» **EXERCICES À RÉALISER**
1/ Renvoyez le passage de l'article sur le spectacle Les Tondues compris entre "Périne Faivre, co-fondatrice" et "recherche de témoignages.", bornes incluses.
2/ Reprenez l'article sur le spectacle Les Tondues après sa dernière phrase et écrivez-en la suite.

» **EXTRAIT**
▼
15 femmes de 9 à 94 ans avec Les Arts Oseurs : rencontre autour du spectacle Les Tondues
Mardi 29 août 2017, dans le cadre des Rias
Mardi 29 août à 18h02, 15 femmes de 9 à 94 ans se sont retrouvées au gymnase Brizeux de Quimperlé. Chacune d’entre elles a répondu à l’appel de la compagnie Les Arts Oseurs pour former "le choeur de femmes" et participer à leur dernière création, Les Tondues, qui est joué au festival Les Rias le jeudi 31 août et vendredi 1er septembre.
Périne Faivre, co-fondatrice des Arts Oseurs, accompagnée de Maril Van Den Broek et Murielle Holtz qui jouent dans le spectacle et Clarice Flocon, régisseuse, Julie Levavasseur, administratrice et Maïa Jannel, chargée de production, nous invite à prendre place en cercle dans la petite salle du gymnase. Elle nous présente tout d’abord le cheminement qui l’a amenée à s’intéresser aux femmes tondues et à créer ce spectacle "qui tente de comprendre ce qu’il s’est passé parce que c’est notre histoire et que parfois l’histoire recommence".
Pour comprendre l’histoire et les silences qui pèsent autour de ces 20 000 femmes tondues en France, et celle des millions de personnes qui y ont assisté, elle a réalisé pendant trois ans une véritable enquête en se plongeant dans des archives, en parcourant la France à la recherche de témoignages.
Mais au delà du spectacle, c’est avant tout un moment d’échange, de partage, qu’elle souhaite créer lors de cet atelier, parce que dans notre société occidentale "il n’y a pas beaucoup d’espace pour ces moments entre femmes".
▲
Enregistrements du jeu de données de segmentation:
▼
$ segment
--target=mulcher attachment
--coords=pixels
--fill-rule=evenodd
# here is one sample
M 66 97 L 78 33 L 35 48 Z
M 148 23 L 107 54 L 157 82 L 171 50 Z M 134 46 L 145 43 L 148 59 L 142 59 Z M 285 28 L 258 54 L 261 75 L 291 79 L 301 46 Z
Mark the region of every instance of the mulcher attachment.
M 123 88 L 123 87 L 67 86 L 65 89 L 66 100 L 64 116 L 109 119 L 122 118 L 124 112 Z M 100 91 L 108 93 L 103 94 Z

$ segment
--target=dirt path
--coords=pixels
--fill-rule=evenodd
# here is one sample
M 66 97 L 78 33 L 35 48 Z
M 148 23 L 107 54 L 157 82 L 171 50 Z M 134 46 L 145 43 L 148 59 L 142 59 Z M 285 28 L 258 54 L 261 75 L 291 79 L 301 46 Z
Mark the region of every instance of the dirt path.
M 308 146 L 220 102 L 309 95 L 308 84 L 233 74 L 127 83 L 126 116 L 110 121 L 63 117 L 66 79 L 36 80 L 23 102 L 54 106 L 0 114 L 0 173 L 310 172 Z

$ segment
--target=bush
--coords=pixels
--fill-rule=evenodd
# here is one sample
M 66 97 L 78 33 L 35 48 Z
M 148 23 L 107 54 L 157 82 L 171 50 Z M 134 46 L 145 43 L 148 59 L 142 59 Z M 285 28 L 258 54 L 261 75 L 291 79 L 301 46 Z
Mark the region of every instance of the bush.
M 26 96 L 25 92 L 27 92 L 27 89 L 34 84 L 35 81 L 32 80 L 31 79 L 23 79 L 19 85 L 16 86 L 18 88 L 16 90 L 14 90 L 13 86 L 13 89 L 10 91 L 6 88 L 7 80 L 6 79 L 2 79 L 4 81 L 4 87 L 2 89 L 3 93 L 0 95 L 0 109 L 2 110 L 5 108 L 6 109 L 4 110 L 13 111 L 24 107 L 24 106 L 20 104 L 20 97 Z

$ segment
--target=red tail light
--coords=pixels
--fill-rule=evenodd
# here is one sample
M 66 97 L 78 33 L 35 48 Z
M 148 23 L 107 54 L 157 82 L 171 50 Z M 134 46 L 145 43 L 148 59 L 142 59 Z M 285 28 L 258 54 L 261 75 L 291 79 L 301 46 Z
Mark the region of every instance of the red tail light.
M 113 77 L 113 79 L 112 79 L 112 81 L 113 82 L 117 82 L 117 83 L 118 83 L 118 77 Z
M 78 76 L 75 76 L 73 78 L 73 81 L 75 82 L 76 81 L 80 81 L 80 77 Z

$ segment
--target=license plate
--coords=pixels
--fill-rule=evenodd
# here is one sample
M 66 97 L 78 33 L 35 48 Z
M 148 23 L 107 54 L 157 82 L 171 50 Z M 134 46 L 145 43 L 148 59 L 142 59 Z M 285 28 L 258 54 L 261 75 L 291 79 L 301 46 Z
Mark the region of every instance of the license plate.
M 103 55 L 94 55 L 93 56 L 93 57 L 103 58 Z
▲
» **RÉSULTATS ATTENDUS**
1/
Périne Faivre, co-fondatrice des Arts Oseurs, accompagnée de Maril Van Den Broek et Murielle Holtz qui jouent dans le spectacle et Clarice Flocon, régisseuse, Julie Levavasseur, administratrice et Maïa Jannel, chargée de production, nous invite à prendre place en cercle dans la petite salle du gymnase. Elle nous présente tout d’abord le cheminement qui l’a amenée à s’intéresser aux femmes tondues et à créer ce spectacle "qui tente de comprendre ce qu’il s’est passé parce que c’est notre histoire et que parfois l’histoire recommence".
Pour comprendre l’histoire et les silences qui pèsent autour de ces 20 000 femmes tondues en France, et celle des millions de personnes qui y ont assisté, elle a réalisé pendant trois ans une véritable enquête en se plongeant dans des archives, en parcourant la France à la recherche de témoignages.

2/
Nous nous présentons les unes aux autres, et évoquons ce qui a pu nous amener à cet atelier : "toujours partante pour une aventure théâtrale", "envie d’approfondir un tel sujet sensible", "particulièrement investie dans la défense de la condition de la femme"... Les motivations sont variées. Une des participantes nous parle de la mère de sa camarade de classe qui a été tondue. Elle se rappelle avec émotion "des hommes déchaînés autour d’elle". Et la doyenne du groupe, qui a toujours vécu à Quimperlé, a vu sa meilleure amie se faire tondre. Elle nous parle des places publiques sur lesquelles se déroulaient les tontes, et des femmes qu’elle a vu défiler la tête haute en portant des turbans. Ces femmes étaient tondues "pour rien parfois, par vengeance des garçons, et même parfois par jalousie d’autres femmes...". "Les lapideurs sont toujours des deux genres", confirme une autre participante.
"Et vos cheveux, c’est quoi pour vous ?" Telle est la question de Périne, qui s’intéresse au rapport comme au non-rapport que chacune d’entre nous entretient avec ses cheveux. Pourquoi avoir tondu des femmes, à une époque d’après guerre où la France tente de "se reviriliser" ? Quelle est la force symbolique que peuvent bien posséder les cheveux ?
A tour de rôle et grâce à l’ambiance intimiste installée par Périne, nous confions nos histoires de cheveux qui nous amènent à raconter des moments personnels de nos vies.
Pour certaines, couper ses cheveux et les porter court a pu être une libération à un moment marquant de leur vie. Changer de coupe pour tourner une page, que ce soit après une rupture ou un évènement difficile. Chacune évoque les colorations ratées, les permanentes comme les lissages, la difficulté à cacher ses premiers cheveux blancs puis la fierté de les assumer.
Alors qu’elle vivait au Vietnam, une femme du groupe s’est tondue les cheveux par acte politique en solidarité au peuple Hmong. Une autre parle de sa souffrance à avoir des cheveux roux étant jeune, puisqu’on considérait les gens roux comme les "enfants du diable" à son époque.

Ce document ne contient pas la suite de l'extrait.